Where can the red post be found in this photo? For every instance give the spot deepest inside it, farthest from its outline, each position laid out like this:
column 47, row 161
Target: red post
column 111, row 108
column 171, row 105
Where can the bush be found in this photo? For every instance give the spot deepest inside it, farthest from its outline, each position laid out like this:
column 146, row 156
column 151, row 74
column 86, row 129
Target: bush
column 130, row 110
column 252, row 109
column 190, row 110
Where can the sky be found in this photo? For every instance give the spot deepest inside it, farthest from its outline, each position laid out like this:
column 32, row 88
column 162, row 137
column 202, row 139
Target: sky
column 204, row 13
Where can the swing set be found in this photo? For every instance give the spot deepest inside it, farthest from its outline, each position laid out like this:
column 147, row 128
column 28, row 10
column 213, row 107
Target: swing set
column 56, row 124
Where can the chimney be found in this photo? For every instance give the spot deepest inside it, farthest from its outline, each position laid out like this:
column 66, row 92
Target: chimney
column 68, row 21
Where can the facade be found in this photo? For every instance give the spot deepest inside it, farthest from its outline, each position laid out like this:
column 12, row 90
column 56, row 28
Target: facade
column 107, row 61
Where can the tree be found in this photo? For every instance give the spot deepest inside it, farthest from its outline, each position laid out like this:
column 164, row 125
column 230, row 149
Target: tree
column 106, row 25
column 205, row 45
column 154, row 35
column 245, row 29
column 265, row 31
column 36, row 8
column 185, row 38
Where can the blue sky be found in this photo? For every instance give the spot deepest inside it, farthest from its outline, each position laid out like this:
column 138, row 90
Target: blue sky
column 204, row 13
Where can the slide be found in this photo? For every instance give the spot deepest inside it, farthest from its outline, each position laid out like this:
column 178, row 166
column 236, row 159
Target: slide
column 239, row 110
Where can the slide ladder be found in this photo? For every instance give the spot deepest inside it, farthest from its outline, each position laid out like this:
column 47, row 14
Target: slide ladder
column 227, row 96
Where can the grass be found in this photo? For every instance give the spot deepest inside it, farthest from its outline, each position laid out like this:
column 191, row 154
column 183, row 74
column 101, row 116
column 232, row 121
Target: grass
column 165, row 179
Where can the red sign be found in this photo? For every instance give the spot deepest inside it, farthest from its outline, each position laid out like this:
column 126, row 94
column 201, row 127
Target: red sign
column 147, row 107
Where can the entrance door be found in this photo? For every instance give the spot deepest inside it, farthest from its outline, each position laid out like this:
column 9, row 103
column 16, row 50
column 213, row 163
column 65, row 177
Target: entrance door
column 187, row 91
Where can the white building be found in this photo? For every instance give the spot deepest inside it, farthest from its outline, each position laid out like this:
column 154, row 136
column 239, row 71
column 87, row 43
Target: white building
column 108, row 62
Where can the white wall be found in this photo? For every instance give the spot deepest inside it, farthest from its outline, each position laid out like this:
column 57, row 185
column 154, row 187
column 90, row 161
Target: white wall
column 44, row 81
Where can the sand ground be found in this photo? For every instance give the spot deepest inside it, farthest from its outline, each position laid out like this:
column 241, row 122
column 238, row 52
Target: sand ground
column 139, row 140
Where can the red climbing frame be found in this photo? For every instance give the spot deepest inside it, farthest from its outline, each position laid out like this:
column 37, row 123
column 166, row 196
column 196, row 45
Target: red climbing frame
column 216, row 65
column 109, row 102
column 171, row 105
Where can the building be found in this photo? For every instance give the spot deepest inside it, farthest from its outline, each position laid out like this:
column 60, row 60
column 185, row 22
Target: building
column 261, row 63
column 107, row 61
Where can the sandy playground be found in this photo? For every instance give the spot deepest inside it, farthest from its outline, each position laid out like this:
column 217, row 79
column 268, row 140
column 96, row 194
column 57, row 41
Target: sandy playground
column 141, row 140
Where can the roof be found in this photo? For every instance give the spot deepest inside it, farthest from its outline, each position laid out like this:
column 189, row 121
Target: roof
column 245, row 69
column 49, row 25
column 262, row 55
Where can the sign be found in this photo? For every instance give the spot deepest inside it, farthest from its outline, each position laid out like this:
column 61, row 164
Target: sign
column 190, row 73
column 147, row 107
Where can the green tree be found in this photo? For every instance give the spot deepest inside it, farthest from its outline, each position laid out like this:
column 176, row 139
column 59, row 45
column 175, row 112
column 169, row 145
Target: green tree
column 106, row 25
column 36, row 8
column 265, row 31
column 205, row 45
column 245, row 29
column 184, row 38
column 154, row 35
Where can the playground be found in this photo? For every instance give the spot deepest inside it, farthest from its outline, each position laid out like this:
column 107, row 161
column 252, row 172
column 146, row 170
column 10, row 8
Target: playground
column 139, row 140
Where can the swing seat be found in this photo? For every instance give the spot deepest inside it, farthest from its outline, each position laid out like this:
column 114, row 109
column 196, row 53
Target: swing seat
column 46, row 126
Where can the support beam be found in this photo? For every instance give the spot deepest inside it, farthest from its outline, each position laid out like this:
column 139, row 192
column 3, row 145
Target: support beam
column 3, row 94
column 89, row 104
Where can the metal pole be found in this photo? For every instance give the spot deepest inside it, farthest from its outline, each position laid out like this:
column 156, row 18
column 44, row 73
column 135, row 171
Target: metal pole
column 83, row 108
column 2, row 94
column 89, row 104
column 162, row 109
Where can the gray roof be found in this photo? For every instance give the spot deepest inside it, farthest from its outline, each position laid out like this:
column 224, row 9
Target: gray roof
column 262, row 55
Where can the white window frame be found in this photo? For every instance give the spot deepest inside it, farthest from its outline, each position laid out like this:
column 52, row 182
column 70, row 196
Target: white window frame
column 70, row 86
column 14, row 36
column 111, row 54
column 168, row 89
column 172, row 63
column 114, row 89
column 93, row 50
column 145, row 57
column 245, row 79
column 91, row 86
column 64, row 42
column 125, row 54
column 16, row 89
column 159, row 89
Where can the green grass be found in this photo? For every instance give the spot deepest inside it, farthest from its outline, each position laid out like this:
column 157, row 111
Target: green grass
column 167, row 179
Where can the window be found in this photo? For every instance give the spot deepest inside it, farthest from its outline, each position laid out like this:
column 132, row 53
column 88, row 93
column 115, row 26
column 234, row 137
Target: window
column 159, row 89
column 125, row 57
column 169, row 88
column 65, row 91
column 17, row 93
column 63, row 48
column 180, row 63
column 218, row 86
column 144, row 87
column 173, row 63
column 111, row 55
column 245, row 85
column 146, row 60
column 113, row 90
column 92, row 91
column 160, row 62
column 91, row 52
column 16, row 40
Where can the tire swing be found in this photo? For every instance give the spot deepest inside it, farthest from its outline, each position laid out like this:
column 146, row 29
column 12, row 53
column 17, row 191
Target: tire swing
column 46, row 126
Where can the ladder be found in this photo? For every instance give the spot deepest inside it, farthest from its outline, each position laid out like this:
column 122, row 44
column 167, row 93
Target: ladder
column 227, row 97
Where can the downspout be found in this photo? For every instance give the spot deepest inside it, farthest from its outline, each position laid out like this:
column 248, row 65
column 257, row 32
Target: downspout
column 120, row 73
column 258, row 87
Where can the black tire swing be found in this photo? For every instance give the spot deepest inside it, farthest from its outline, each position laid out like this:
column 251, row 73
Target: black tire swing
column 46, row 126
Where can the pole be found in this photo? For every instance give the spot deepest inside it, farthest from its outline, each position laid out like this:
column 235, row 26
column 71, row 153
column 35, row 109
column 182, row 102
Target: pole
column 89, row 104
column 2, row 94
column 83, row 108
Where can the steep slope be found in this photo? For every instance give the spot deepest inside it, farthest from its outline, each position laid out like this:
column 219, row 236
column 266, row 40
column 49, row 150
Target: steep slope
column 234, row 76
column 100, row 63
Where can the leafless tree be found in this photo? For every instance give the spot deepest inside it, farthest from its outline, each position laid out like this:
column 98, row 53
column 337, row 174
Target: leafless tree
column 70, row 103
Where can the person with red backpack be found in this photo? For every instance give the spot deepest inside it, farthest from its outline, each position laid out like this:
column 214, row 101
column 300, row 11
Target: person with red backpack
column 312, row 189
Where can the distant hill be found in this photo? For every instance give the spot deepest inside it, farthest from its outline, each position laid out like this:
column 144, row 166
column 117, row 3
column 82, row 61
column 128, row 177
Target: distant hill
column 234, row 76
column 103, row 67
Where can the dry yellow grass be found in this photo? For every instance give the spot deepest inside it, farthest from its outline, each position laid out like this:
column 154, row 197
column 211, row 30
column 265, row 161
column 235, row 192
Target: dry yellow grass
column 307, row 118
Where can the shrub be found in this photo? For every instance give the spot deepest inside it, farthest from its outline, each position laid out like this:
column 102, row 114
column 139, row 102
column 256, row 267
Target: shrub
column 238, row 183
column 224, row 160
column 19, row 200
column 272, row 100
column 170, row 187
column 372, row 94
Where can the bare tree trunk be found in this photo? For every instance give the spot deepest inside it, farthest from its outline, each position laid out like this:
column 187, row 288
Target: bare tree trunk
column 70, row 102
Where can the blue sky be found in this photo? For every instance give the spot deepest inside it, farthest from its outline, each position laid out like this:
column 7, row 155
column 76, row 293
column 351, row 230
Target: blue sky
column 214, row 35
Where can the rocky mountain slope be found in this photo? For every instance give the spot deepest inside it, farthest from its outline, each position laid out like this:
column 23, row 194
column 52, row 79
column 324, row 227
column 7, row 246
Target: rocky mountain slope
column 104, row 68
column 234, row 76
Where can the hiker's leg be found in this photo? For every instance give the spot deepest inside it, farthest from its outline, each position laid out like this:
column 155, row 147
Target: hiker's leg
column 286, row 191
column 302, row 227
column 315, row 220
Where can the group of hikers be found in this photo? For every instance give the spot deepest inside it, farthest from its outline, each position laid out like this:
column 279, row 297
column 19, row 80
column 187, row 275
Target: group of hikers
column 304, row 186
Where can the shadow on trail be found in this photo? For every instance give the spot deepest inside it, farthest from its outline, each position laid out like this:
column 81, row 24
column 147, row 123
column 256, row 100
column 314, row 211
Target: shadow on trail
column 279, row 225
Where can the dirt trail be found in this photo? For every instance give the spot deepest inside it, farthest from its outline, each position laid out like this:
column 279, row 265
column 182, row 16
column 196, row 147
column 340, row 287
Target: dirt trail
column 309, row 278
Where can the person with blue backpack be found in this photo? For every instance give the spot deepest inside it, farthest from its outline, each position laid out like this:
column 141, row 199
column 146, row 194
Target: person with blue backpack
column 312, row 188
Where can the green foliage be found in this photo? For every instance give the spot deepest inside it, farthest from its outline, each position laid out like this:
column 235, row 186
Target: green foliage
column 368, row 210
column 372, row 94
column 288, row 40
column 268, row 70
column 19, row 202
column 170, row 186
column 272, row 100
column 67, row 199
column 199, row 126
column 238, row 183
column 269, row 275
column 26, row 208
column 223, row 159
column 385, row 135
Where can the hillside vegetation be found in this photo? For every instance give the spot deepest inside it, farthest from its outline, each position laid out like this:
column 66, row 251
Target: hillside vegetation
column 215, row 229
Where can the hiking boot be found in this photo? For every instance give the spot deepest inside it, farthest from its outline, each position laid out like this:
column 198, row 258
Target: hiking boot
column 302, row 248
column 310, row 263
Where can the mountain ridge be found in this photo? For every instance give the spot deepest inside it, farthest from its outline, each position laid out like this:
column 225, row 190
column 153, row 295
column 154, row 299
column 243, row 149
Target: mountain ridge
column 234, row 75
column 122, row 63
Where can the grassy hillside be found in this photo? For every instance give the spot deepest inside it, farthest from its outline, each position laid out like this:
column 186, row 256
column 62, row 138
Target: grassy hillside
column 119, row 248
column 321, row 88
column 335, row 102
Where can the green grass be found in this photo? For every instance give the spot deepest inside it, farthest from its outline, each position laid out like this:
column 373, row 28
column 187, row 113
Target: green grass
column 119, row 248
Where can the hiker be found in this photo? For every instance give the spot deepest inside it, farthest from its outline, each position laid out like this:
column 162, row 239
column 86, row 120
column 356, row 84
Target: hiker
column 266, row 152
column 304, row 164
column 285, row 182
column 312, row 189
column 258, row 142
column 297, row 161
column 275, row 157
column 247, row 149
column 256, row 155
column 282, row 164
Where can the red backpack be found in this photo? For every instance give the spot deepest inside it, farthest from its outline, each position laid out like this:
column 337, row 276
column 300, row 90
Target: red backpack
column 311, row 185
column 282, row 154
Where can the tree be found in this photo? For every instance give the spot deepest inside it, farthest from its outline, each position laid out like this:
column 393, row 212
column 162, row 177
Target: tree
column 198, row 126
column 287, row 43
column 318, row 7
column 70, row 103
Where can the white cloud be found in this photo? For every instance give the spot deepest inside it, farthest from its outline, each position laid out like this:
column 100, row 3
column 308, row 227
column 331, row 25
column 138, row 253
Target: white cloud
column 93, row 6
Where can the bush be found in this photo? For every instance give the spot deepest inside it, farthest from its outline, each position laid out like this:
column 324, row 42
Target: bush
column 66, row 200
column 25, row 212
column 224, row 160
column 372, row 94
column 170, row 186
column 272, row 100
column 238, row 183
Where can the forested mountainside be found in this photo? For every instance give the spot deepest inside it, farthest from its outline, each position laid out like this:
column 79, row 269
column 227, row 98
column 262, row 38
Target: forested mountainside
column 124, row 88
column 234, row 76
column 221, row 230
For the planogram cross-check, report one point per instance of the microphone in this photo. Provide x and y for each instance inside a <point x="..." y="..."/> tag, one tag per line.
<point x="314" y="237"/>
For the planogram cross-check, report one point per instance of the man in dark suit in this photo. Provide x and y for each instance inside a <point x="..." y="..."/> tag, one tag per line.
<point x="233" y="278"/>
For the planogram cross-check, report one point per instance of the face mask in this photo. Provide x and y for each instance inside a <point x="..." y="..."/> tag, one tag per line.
■ ■ ■ ■ ■
> [Task]: Echo the entries above exactly, starting at the line that contains "Where can the rocky" and ending at the line that contains "column 279, row 225".

> [Response]:
Where can the rocky mountain slope be found in this photo? For every instance give the spot deepest inside it, farthest from its outline, each position laid out like this:
column 23, row 194
column 52, row 79
column 324, row 227
column 7, row 246
Target: rocky mountain slope
column 104, row 68
column 234, row 76
Where can the hiker's leg be found in this photo? For every instance give the spot deepest inside it, farthest from its outline, each position laid out like this:
column 155, row 147
Target: hiker's leg
column 286, row 191
column 302, row 227
column 315, row 220
Where can the group of hikers be found in this photo? For every instance give the spot deepest inside it, farthest from its outline, each position laid out like this:
column 279, row 297
column 19, row 80
column 187, row 275
Target: group of hikers
column 304, row 186
Where can the shadow on trail be found in this photo? For every instance give the spot deepest inside it, farthest from its outline, each position laid out like this:
column 81, row 24
column 147, row 123
column 256, row 100
column 314, row 211
Target: shadow on trail
column 279, row 225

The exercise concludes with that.